Dataset entries —
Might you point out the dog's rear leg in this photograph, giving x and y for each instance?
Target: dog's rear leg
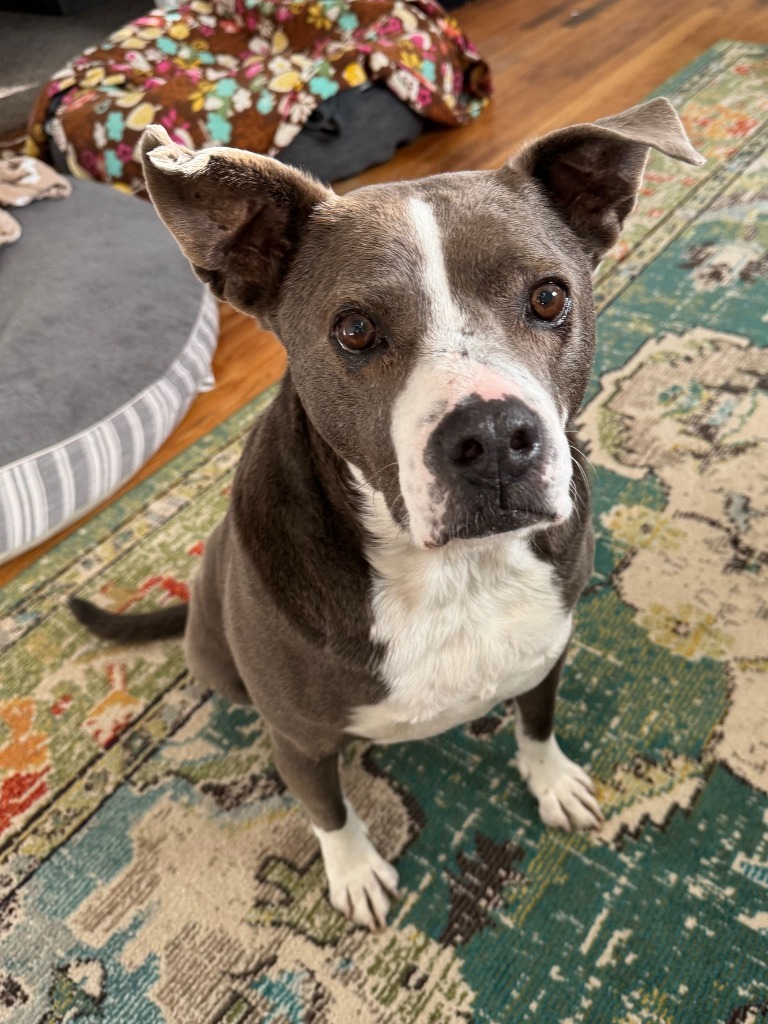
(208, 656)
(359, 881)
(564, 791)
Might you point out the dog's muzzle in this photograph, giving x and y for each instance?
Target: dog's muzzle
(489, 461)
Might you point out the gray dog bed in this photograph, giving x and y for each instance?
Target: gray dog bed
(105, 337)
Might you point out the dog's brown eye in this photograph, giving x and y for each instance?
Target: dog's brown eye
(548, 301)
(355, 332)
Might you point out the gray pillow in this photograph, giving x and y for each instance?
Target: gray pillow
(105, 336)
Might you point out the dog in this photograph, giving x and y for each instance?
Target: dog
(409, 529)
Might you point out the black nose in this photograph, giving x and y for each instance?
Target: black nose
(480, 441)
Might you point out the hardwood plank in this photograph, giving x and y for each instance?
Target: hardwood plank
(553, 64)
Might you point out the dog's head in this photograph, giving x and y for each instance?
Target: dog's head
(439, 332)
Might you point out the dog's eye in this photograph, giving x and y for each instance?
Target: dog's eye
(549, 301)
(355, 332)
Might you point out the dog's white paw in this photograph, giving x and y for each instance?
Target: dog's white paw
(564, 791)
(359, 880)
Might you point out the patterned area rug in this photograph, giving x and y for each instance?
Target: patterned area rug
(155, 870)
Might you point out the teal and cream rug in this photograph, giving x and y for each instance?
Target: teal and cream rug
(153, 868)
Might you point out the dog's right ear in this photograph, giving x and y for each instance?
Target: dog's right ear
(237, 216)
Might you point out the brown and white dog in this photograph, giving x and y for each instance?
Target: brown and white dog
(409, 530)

WHAT THIS TASK INVOLVES — Your task is to reproduce exactly the lines that begin with the one containing "Might you point out the dog's right" and continue to the end of the data, both ends included.

EXERCISE ANSWER —
Might you point out the dog's right ear in this photograph, giving x and y for each instance?
Target: dog's right ear
(237, 216)
Might you point out the brown and white dog in this photograph, giving x and y for each instance?
Target: brown and white dog
(409, 530)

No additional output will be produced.